- _Problem details_: Convert the lines of the material that start at the line containing "like (240, 585)." and end at the final line of the material into a JSON list of strings, with one string per line and blank lines left out.

Point-based annotation data
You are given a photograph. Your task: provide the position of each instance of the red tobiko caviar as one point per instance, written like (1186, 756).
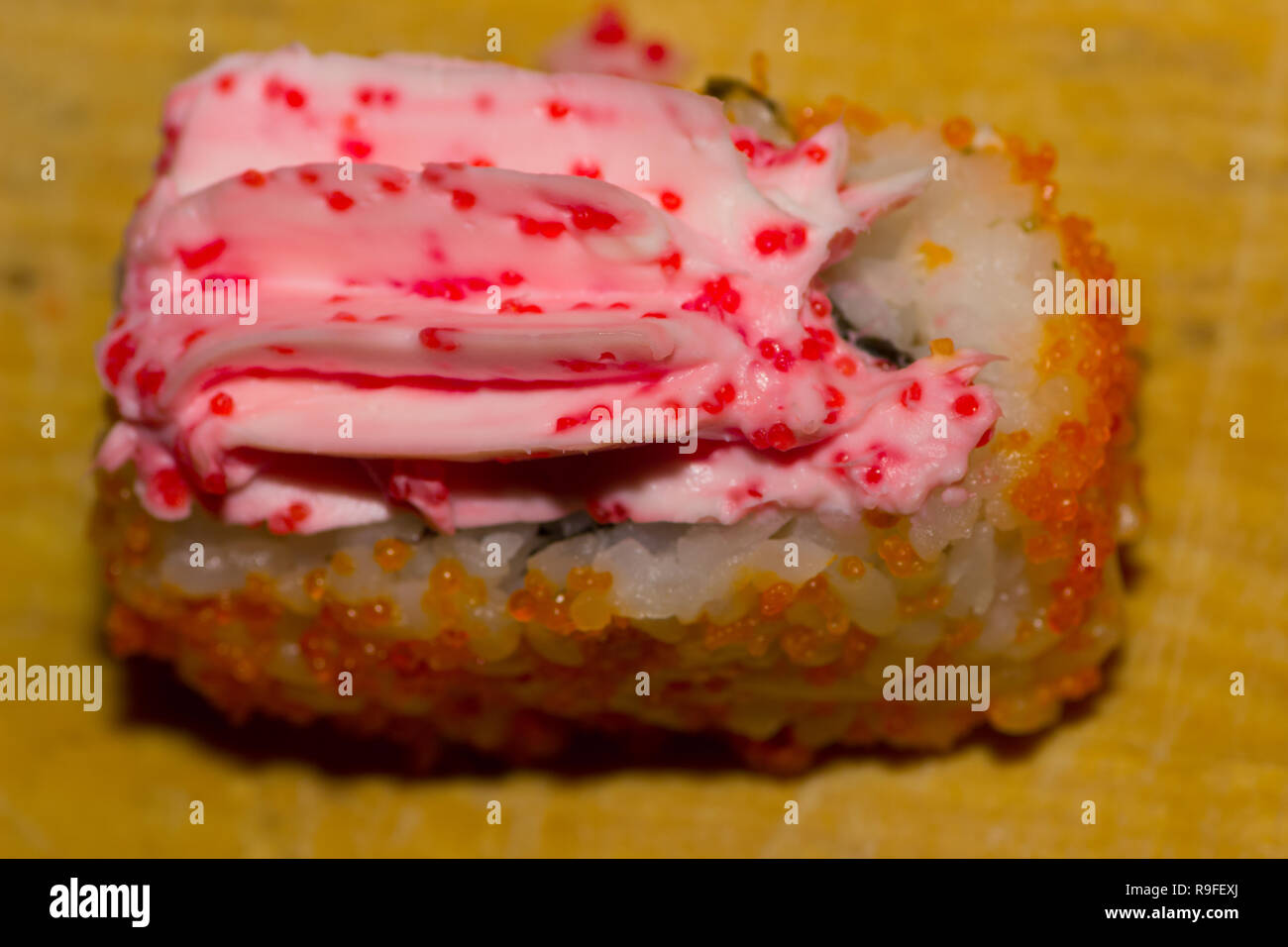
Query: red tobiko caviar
(117, 356)
(204, 254)
(781, 437)
(777, 240)
(769, 241)
(356, 147)
(339, 200)
(587, 218)
(546, 228)
(168, 486)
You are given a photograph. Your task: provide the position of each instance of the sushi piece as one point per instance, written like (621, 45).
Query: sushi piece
(459, 401)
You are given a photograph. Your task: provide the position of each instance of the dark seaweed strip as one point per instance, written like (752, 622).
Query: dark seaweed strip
(726, 86)
(874, 344)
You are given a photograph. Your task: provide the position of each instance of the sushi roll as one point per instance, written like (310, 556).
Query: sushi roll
(460, 402)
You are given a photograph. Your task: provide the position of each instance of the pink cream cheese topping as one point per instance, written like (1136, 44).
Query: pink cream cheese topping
(462, 268)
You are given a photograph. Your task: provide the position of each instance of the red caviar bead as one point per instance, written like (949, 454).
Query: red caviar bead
(149, 379)
(170, 487)
(769, 241)
(117, 356)
(204, 254)
(356, 147)
(781, 437)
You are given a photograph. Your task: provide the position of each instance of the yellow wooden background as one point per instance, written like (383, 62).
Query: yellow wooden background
(1145, 128)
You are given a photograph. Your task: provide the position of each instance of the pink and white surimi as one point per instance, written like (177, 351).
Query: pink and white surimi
(459, 262)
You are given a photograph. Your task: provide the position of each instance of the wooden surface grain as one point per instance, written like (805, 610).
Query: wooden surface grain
(1145, 128)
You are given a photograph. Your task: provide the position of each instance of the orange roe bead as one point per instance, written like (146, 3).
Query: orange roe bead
(590, 611)
(391, 554)
(522, 605)
(934, 256)
(776, 598)
(900, 556)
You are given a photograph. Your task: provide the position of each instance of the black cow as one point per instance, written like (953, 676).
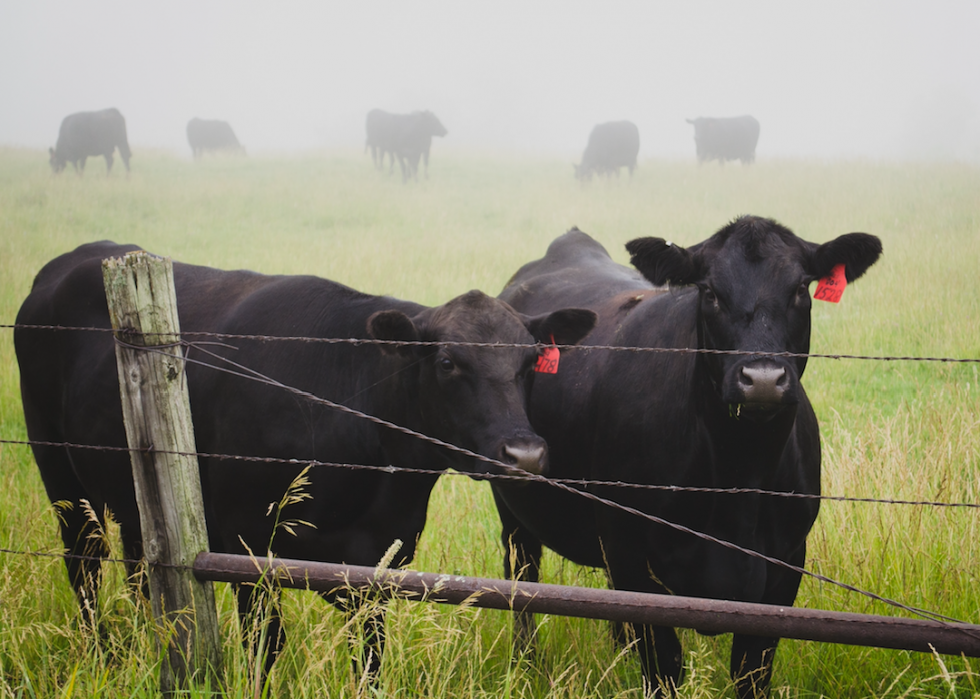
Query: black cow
(473, 397)
(379, 125)
(611, 146)
(212, 135)
(90, 133)
(407, 137)
(733, 138)
(680, 419)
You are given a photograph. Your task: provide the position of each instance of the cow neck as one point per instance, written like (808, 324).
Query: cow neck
(401, 401)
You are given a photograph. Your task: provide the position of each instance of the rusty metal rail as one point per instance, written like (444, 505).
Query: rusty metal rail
(710, 616)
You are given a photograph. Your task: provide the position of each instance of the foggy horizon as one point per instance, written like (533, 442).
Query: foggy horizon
(875, 80)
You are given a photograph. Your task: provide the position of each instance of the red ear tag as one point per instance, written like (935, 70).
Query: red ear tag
(832, 288)
(548, 360)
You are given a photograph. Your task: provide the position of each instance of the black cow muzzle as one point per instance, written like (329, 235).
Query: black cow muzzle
(761, 387)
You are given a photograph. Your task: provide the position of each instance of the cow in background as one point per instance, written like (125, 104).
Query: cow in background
(212, 135)
(611, 146)
(733, 138)
(407, 137)
(85, 134)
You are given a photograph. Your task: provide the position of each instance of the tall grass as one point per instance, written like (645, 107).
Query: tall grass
(890, 429)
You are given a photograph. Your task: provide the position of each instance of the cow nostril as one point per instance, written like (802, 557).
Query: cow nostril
(763, 384)
(530, 459)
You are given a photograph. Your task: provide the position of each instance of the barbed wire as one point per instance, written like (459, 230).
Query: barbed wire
(583, 482)
(251, 374)
(504, 345)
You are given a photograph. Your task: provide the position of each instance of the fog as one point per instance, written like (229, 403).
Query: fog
(841, 79)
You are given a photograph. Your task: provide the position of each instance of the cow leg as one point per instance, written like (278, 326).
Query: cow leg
(369, 649)
(260, 618)
(522, 561)
(660, 660)
(751, 665)
(85, 547)
(752, 656)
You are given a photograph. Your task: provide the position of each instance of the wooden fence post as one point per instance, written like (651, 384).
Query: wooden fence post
(141, 296)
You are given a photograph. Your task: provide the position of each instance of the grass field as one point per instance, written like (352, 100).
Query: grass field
(907, 430)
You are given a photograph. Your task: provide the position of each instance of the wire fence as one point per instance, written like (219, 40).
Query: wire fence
(578, 487)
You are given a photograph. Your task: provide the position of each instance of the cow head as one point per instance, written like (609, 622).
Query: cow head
(56, 161)
(476, 397)
(432, 124)
(753, 280)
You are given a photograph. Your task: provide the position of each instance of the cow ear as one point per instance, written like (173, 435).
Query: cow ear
(394, 326)
(856, 251)
(662, 262)
(565, 327)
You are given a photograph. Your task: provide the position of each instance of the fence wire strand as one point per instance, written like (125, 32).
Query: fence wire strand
(580, 347)
(512, 472)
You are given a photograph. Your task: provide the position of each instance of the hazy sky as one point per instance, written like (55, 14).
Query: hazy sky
(891, 79)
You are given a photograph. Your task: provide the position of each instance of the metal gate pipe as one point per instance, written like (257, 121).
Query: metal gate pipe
(707, 616)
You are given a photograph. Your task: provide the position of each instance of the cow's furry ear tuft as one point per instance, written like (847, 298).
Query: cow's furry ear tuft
(856, 251)
(394, 326)
(662, 262)
(567, 326)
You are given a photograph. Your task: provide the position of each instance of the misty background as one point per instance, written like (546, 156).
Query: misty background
(878, 79)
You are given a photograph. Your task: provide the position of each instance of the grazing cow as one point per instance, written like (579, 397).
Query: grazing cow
(726, 139)
(473, 397)
(680, 419)
(212, 135)
(90, 133)
(407, 137)
(611, 145)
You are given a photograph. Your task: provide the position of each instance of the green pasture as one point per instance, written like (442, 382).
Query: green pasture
(896, 430)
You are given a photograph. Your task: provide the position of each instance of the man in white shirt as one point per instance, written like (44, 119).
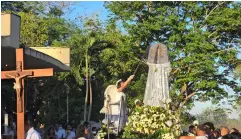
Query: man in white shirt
(201, 133)
(28, 127)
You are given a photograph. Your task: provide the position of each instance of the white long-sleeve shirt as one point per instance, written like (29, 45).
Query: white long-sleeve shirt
(32, 134)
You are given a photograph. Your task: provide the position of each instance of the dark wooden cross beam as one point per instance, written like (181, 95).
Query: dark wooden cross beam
(18, 75)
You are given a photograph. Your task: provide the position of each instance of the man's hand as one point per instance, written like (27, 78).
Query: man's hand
(131, 77)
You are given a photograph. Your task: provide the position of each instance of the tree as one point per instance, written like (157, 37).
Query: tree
(218, 116)
(202, 38)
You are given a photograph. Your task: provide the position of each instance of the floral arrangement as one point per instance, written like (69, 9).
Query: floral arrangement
(153, 122)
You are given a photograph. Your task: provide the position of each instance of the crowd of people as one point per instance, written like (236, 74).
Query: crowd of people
(208, 131)
(83, 131)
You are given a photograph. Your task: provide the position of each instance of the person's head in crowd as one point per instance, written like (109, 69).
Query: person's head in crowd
(201, 130)
(232, 136)
(74, 129)
(80, 131)
(224, 131)
(216, 133)
(233, 130)
(60, 127)
(87, 127)
(94, 131)
(192, 129)
(51, 131)
(28, 122)
(112, 136)
(210, 127)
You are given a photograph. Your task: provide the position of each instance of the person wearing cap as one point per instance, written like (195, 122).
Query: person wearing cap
(201, 133)
(31, 133)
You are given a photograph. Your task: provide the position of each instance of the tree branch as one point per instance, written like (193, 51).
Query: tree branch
(212, 11)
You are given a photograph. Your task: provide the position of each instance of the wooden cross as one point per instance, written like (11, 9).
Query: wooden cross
(19, 74)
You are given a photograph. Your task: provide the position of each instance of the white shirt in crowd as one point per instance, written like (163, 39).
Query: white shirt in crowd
(32, 134)
(201, 137)
(60, 133)
(71, 135)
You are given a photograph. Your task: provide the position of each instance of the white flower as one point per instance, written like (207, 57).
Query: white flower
(195, 122)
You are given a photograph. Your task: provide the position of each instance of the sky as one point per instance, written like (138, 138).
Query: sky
(87, 8)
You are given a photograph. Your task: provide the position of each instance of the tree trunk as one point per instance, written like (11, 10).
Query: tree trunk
(87, 84)
(90, 108)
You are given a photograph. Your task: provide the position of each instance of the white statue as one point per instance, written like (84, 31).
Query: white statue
(157, 88)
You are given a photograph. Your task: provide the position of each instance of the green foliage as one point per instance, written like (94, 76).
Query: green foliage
(218, 116)
(202, 38)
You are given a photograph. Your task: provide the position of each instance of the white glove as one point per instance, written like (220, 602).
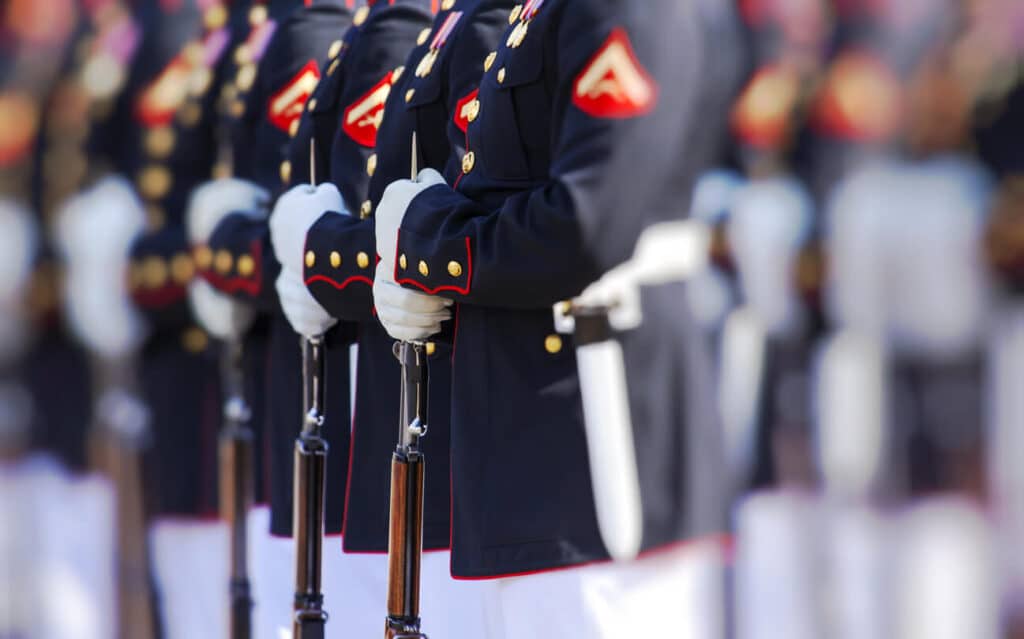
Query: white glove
(213, 201)
(94, 230)
(17, 241)
(391, 210)
(221, 315)
(409, 315)
(303, 311)
(294, 213)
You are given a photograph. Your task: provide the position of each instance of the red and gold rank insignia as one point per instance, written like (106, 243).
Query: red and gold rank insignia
(161, 99)
(363, 118)
(466, 111)
(762, 116)
(286, 105)
(20, 118)
(862, 99)
(613, 84)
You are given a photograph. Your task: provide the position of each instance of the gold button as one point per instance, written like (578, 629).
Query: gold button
(215, 16)
(221, 170)
(360, 15)
(182, 268)
(238, 109)
(553, 344)
(204, 256)
(195, 340)
(246, 77)
(222, 262)
(473, 110)
(246, 265)
(518, 35)
(160, 141)
(154, 272)
(155, 181)
(257, 15)
(155, 217)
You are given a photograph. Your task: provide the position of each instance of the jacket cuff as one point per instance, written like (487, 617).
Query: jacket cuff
(239, 260)
(340, 264)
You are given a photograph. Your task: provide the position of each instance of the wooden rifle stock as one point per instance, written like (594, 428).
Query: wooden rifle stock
(406, 526)
(307, 521)
(120, 436)
(236, 456)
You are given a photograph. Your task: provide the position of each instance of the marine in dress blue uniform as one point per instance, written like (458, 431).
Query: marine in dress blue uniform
(441, 71)
(280, 72)
(508, 239)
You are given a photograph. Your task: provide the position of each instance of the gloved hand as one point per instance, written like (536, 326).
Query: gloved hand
(406, 314)
(213, 201)
(304, 313)
(94, 231)
(409, 315)
(391, 210)
(221, 315)
(294, 213)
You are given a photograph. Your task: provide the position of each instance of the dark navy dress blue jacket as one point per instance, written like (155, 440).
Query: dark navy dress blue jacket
(455, 45)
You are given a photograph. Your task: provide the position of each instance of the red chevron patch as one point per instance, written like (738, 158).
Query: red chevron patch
(613, 84)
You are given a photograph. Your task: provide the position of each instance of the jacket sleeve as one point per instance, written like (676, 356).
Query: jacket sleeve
(528, 252)
(341, 261)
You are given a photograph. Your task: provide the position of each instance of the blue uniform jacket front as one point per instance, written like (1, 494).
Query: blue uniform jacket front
(280, 70)
(345, 112)
(455, 46)
(514, 233)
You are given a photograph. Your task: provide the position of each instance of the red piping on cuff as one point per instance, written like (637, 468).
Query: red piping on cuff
(338, 285)
(429, 291)
(723, 540)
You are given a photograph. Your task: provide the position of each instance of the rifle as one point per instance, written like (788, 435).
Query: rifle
(236, 453)
(120, 436)
(406, 519)
(307, 521)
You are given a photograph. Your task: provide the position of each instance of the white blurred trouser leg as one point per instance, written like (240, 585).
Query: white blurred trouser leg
(192, 564)
(676, 593)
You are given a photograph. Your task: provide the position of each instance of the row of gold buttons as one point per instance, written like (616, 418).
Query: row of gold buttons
(361, 259)
(455, 268)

- _Final result_:
[
  "You are given a photograph. Your task: provide the position of each instance of the white blurred trouser leg as one point per instance, written like (240, 585).",
  "Query: white blurred trouser leg",
  "(192, 564)",
  "(676, 593)",
  "You are given a photograph. Your task: provide the position of each instance of the row of gold buttons as one point per instance, written like (616, 418).",
  "Query: row of gold buttons",
  "(361, 259)",
  "(455, 268)"
]